==== Entries shown

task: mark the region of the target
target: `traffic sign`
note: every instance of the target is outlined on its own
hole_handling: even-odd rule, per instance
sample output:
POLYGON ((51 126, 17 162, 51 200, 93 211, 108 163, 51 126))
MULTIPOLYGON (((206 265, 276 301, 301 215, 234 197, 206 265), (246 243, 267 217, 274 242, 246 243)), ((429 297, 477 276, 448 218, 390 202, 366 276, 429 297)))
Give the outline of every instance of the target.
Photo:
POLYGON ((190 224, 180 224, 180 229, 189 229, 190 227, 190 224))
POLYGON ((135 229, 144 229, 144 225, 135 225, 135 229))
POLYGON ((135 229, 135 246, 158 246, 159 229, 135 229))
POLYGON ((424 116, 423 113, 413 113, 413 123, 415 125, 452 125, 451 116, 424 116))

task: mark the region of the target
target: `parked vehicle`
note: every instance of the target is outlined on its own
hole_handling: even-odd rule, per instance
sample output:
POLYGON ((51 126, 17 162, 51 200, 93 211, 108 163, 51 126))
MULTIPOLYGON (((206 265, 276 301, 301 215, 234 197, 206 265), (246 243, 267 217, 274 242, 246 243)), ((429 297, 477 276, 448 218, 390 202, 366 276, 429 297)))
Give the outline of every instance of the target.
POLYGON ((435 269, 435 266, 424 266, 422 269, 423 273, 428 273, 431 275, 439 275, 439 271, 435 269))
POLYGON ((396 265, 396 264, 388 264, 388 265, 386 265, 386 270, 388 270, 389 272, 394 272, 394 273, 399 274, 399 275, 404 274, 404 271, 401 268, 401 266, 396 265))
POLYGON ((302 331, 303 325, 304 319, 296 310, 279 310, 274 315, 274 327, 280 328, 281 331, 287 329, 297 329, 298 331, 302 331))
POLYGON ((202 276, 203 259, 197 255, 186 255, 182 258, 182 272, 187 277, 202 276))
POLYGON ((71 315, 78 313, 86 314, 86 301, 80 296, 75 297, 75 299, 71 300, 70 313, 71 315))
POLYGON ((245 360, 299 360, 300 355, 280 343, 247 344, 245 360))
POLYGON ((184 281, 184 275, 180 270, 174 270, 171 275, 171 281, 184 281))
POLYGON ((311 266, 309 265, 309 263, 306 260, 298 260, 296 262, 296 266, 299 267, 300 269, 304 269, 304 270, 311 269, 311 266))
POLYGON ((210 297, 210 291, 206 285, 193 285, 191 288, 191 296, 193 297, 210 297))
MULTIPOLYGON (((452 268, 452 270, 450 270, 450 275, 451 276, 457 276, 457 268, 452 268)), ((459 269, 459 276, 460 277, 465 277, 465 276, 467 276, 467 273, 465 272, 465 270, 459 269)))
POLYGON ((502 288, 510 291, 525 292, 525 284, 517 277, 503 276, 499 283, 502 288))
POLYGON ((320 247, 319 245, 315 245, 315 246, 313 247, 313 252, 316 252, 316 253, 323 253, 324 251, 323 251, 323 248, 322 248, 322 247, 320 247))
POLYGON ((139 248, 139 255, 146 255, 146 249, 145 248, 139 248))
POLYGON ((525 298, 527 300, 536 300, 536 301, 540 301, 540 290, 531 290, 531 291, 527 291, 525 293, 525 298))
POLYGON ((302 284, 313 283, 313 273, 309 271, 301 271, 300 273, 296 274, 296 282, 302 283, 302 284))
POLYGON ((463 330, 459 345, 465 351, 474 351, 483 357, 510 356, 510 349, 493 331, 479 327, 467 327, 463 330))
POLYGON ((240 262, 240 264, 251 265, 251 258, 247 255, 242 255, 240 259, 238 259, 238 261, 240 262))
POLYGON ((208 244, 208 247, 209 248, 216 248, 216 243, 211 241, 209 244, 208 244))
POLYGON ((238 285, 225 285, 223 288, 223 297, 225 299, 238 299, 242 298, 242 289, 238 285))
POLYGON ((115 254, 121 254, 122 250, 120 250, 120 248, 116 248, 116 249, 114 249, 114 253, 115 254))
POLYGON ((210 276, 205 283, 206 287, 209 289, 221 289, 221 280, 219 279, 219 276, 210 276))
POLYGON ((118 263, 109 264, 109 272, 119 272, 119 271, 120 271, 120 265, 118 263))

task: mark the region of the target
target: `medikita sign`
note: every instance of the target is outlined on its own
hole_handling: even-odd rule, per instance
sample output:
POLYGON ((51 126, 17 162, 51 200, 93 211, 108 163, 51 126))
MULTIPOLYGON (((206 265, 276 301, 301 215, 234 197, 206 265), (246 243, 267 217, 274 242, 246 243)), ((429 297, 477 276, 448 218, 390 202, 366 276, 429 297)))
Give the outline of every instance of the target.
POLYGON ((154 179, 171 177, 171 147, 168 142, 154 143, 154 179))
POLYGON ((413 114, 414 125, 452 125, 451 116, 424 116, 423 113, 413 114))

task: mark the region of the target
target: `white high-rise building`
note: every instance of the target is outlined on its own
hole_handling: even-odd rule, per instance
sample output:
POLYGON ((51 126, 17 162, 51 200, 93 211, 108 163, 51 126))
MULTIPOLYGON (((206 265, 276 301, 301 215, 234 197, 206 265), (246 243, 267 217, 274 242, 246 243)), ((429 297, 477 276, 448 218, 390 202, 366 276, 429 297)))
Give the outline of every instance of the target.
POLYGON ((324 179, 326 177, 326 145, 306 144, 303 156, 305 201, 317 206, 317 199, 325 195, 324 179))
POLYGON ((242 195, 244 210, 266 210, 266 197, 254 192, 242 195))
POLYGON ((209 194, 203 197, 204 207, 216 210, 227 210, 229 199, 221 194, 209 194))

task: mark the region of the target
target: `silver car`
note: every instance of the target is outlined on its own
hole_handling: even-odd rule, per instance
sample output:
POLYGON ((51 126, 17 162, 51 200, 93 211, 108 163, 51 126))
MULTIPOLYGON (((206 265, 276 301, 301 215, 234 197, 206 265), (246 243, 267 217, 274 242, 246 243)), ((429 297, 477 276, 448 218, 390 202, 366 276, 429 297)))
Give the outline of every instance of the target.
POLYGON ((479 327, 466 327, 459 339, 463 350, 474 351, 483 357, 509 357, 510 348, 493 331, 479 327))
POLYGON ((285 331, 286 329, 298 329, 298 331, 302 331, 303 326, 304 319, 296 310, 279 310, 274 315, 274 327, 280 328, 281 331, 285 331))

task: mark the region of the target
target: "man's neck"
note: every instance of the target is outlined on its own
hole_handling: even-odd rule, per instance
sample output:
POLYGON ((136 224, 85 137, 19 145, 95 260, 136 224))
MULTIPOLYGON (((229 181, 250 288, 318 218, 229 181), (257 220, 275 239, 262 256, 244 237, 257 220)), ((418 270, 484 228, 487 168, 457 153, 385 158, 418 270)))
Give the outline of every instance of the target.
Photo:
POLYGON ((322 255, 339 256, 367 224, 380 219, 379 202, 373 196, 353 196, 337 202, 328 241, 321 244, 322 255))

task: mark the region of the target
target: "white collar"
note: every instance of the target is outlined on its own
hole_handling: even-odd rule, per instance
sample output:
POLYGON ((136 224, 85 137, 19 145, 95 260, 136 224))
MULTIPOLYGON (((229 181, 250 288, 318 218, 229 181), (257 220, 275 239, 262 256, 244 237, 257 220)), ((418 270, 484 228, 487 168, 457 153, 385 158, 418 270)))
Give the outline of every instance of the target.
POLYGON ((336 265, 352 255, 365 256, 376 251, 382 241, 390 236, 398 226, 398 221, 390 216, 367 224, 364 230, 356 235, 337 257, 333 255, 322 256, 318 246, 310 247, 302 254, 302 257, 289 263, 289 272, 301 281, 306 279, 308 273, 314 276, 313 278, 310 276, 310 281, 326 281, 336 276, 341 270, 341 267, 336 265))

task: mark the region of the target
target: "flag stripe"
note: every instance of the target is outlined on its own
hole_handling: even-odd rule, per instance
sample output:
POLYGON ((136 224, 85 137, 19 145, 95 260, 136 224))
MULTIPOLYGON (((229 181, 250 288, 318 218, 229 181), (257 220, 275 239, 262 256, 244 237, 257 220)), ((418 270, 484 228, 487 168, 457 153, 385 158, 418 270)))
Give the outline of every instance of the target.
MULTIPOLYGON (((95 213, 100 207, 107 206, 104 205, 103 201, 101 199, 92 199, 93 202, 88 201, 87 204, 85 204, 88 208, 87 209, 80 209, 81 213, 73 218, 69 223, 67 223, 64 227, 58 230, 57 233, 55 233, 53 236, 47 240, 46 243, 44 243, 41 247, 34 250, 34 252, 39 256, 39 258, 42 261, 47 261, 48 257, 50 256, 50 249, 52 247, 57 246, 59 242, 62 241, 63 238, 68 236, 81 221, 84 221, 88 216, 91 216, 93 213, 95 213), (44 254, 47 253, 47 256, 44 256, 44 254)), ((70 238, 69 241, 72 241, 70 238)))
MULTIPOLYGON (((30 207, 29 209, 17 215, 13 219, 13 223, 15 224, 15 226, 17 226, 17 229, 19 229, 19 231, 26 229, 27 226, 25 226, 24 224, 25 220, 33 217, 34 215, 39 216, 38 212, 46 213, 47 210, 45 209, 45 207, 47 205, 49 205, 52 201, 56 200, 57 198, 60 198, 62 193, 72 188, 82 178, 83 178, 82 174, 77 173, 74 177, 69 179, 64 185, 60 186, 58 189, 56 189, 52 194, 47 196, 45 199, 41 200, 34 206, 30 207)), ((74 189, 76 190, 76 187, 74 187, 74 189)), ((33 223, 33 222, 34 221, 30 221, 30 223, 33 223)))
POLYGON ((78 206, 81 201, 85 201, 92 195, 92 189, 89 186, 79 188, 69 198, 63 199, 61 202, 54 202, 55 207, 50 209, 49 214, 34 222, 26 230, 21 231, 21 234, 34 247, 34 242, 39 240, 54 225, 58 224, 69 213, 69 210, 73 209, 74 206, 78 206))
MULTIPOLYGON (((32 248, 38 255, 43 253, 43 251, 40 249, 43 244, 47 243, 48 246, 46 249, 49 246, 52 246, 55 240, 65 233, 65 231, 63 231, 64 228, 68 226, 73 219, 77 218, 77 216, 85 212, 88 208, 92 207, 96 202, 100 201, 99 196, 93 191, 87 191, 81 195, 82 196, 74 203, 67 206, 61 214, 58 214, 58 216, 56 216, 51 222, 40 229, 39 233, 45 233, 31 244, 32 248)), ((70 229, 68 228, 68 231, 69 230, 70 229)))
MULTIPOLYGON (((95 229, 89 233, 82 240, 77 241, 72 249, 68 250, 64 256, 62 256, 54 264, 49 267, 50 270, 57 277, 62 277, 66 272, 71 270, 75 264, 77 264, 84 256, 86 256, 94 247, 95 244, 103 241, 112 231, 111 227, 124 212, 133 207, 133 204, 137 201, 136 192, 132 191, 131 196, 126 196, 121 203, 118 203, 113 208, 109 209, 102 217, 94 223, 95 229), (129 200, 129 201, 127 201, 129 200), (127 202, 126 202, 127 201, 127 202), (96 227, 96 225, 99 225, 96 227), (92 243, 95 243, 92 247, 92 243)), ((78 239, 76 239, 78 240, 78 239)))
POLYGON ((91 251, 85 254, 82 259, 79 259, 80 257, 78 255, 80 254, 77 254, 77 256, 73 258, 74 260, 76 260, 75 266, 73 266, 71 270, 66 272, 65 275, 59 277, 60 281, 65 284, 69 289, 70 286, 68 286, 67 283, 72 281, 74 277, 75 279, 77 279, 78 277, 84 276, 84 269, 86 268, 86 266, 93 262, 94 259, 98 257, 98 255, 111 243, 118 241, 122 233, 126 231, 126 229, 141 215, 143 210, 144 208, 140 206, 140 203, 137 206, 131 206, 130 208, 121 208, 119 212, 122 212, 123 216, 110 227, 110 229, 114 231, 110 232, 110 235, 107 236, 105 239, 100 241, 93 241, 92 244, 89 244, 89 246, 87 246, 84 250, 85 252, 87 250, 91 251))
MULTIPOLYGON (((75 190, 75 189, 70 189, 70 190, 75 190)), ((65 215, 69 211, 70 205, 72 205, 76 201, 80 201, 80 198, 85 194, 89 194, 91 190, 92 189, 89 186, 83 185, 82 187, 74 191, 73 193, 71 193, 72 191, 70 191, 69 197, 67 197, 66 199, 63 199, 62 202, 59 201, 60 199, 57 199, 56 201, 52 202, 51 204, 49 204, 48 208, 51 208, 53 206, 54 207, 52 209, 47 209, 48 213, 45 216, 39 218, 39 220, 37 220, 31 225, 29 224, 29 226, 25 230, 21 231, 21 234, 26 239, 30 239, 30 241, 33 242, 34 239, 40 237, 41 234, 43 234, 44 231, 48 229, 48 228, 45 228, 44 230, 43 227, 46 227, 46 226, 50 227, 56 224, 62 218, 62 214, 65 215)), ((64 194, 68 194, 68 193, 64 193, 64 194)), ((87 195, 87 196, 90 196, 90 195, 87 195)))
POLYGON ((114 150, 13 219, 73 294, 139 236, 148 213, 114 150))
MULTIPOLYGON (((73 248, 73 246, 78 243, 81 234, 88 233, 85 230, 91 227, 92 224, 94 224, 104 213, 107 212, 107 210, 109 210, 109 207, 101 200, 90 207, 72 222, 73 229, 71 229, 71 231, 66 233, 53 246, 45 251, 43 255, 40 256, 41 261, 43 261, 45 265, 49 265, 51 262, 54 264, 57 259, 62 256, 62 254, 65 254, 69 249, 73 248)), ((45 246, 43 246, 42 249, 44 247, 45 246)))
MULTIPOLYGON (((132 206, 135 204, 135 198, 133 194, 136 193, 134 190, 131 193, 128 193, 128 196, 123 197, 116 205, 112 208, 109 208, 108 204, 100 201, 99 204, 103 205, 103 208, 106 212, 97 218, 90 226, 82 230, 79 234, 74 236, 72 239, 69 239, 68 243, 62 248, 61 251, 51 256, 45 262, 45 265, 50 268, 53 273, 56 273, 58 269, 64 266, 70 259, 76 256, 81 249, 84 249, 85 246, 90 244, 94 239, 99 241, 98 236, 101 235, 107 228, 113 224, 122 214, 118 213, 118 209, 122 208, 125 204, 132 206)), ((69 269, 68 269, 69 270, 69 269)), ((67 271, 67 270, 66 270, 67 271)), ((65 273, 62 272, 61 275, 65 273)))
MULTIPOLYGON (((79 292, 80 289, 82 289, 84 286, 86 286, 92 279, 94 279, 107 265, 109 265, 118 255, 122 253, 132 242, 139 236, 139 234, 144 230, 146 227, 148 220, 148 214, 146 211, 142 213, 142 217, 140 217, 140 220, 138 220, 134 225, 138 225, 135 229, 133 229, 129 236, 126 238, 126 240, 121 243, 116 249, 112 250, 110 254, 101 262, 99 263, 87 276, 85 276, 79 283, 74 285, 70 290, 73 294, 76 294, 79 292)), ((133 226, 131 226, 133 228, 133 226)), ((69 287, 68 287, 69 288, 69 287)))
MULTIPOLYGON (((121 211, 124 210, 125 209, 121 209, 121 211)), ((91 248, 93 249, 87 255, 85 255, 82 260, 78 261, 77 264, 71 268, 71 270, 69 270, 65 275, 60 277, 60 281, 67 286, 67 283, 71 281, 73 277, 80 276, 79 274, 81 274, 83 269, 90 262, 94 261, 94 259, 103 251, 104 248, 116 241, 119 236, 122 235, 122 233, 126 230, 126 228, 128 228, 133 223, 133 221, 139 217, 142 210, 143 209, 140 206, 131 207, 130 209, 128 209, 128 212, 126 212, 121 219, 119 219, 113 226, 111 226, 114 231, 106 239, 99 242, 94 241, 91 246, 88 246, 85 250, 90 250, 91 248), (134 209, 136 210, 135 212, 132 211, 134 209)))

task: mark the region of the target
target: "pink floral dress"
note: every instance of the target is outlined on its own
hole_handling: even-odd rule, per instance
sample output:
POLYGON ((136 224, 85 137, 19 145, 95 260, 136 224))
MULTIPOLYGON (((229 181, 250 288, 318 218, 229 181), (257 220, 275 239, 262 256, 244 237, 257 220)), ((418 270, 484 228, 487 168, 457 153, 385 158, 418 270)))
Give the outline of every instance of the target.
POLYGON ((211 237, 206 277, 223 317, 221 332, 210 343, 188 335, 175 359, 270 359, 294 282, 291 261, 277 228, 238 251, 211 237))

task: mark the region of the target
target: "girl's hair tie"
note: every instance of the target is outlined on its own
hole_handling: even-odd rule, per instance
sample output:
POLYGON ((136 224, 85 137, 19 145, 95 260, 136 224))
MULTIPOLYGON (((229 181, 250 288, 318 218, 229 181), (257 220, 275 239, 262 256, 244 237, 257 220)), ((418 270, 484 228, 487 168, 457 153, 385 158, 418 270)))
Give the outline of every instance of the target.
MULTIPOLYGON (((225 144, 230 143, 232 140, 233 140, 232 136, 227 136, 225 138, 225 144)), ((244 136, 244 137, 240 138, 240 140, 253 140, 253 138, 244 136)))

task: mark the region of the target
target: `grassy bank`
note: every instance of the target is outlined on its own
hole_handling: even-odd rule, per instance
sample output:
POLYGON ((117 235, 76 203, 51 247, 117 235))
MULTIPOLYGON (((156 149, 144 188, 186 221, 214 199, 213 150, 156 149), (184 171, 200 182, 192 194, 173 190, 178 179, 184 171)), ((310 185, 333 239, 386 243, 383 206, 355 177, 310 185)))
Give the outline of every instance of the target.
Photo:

========

» Your objective
Copy out every line from the records that has the word "white".

» Solution to this problem
target: `white high-rise building`
target: "white collar"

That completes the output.